* Records to use *
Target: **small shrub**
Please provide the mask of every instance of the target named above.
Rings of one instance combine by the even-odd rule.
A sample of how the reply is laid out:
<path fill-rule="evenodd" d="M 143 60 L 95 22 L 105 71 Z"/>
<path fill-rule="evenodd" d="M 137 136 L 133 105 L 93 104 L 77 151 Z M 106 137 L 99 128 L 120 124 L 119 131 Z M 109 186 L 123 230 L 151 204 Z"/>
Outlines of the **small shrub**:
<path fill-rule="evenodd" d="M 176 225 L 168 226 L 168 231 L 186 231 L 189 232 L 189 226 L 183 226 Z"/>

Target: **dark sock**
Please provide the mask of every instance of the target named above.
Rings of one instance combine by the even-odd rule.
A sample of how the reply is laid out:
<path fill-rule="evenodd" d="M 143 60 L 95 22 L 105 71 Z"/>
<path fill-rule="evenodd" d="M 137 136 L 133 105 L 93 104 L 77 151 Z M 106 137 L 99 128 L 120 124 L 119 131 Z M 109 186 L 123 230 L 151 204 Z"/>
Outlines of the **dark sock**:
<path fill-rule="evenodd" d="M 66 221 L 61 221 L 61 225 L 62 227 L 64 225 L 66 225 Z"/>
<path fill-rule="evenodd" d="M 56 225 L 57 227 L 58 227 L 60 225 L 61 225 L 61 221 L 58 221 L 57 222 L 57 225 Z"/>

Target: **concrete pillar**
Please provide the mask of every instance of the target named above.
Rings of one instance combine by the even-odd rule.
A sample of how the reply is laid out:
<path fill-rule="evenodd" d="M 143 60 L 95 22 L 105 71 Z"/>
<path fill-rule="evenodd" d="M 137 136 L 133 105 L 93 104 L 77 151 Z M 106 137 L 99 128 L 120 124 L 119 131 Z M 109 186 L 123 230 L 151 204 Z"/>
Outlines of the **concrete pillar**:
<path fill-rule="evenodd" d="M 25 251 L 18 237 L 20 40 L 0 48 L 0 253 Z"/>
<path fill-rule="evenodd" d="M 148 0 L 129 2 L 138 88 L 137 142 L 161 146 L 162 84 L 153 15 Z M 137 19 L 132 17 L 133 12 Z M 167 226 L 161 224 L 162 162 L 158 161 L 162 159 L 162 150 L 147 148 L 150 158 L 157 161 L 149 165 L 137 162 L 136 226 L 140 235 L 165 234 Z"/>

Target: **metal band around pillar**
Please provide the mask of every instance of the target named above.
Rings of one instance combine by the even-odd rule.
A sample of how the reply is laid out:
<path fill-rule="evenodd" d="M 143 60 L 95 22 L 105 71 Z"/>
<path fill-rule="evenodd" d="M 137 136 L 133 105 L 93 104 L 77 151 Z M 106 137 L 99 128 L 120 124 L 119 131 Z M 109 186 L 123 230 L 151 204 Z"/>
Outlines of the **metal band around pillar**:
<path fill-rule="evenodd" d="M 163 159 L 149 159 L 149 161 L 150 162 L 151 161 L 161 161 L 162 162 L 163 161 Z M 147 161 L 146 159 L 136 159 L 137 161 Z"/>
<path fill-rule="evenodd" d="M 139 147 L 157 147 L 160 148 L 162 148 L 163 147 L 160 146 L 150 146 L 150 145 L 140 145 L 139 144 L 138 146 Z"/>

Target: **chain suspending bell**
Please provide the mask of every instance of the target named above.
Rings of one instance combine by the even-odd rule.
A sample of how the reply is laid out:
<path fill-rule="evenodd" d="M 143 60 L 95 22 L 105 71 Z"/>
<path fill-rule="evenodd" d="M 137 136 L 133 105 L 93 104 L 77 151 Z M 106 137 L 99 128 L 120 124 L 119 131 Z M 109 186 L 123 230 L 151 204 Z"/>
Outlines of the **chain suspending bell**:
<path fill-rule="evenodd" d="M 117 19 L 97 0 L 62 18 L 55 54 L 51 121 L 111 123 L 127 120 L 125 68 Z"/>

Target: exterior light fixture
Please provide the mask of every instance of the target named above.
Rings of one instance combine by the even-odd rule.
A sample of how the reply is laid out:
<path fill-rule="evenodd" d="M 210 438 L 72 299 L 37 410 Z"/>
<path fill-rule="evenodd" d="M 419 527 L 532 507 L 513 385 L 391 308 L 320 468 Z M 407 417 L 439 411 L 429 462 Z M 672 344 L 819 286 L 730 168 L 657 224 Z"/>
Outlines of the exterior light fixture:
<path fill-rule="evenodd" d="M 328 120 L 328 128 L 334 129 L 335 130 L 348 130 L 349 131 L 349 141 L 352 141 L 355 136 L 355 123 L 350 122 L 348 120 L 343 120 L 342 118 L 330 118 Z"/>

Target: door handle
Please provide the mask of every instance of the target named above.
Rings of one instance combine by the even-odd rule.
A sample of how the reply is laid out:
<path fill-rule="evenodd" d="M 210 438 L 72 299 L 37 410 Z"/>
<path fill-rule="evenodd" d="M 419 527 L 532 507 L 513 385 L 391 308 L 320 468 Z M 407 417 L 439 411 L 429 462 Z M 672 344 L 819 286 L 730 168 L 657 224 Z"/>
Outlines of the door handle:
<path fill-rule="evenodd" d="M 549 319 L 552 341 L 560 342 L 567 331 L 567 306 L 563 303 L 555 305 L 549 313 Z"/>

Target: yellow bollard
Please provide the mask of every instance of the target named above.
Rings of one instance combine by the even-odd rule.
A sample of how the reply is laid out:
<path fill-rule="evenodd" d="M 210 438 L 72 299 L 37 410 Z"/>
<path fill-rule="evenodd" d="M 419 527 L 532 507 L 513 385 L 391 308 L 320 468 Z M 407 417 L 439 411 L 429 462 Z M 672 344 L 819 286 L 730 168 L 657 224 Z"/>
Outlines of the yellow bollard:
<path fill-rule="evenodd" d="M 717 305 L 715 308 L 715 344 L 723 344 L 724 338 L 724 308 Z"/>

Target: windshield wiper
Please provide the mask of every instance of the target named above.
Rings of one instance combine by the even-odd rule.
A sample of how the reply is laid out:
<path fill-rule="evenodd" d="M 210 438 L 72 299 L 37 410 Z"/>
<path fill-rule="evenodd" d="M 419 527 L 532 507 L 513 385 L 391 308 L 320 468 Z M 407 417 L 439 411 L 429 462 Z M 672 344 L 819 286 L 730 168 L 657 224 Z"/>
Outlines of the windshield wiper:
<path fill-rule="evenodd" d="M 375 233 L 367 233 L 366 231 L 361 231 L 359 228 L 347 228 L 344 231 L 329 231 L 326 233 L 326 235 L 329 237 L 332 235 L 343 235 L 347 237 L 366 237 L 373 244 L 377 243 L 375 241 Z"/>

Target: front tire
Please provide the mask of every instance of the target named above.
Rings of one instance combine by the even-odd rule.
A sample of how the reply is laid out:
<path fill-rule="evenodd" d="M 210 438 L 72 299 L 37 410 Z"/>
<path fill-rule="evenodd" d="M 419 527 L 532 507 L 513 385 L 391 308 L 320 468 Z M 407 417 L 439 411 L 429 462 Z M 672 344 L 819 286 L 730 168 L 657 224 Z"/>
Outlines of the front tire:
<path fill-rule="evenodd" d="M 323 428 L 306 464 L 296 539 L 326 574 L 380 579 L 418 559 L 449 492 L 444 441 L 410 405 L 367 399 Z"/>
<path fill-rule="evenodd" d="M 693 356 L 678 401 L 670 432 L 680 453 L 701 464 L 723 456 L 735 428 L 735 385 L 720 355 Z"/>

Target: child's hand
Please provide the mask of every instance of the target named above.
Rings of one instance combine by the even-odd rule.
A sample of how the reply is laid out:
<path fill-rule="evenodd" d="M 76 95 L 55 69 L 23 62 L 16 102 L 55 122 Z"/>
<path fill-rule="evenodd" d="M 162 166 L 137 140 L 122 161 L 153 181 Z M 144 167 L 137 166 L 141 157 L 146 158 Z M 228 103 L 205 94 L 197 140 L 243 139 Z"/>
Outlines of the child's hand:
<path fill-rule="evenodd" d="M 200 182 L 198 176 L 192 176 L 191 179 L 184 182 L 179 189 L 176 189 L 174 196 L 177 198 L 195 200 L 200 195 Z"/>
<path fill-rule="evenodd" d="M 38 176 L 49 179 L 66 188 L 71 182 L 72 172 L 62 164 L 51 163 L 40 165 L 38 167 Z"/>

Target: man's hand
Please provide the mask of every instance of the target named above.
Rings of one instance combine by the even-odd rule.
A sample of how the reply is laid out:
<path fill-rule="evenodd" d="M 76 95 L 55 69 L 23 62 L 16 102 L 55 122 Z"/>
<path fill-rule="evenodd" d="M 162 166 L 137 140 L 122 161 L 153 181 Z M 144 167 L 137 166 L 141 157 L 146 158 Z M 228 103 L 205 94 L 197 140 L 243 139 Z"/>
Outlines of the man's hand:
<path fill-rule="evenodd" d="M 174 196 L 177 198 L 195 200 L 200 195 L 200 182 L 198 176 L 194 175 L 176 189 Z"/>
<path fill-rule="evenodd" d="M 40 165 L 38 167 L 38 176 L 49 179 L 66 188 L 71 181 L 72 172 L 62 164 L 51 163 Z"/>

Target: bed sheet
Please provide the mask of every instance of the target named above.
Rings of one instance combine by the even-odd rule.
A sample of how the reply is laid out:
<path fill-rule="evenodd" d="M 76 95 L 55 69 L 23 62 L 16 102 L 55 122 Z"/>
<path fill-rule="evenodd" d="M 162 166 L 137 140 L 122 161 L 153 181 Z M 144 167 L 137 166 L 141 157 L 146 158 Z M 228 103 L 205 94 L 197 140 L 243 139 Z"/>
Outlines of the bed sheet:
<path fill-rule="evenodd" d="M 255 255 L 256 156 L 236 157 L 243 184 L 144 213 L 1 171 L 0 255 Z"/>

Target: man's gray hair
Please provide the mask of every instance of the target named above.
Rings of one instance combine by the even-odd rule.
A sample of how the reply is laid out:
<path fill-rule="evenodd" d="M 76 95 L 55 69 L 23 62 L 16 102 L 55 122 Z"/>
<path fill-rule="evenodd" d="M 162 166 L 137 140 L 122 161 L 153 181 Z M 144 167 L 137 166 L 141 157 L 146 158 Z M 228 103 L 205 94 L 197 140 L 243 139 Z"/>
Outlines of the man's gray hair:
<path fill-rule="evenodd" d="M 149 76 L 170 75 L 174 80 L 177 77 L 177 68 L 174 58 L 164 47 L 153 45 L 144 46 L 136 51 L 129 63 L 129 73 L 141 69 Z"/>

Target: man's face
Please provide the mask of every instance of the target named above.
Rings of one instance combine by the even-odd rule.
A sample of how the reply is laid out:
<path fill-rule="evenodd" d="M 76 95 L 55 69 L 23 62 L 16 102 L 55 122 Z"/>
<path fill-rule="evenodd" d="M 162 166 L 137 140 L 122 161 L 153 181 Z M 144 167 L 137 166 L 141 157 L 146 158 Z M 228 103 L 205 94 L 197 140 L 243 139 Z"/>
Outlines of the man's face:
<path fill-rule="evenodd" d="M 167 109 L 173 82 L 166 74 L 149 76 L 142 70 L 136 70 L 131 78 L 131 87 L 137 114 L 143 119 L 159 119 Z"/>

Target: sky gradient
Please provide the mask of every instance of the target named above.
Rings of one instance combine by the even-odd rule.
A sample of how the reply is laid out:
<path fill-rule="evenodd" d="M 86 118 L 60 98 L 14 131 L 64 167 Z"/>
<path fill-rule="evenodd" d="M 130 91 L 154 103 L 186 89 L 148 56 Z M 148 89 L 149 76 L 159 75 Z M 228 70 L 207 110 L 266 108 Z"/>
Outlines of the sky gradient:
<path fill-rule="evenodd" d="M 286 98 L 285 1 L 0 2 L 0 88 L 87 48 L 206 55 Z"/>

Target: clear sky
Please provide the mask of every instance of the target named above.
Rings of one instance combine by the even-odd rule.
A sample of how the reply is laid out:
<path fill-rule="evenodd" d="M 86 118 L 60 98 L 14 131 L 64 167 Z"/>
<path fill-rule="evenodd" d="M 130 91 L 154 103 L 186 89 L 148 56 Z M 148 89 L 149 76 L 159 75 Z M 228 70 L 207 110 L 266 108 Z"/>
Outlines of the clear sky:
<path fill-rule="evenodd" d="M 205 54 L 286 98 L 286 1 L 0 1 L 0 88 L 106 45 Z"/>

* Set exercise *
Reproduce the listing verbatim, starting at its first line and ending at the line that contains "176 225 L 168". Include both of those lines.

* Solved exercise *
Target: **small shrub**
Please provide the mask of every instance of the target named above.
Rings of one instance combine by the even-odd rule.
A sample of how the reply is laid out:
<path fill-rule="evenodd" d="M 143 60 L 95 22 L 105 71 Z"/>
<path fill-rule="evenodd" d="M 137 136 L 133 105 L 93 104 L 77 151 Z M 106 137 L 99 128 L 120 124 L 119 131 Z M 109 186 L 123 230 L 151 204 Z"/>
Outlines of the **small shrub**:
<path fill-rule="evenodd" d="M 176 225 L 168 226 L 168 231 L 186 231 L 189 232 L 189 226 L 183 226 Z"/>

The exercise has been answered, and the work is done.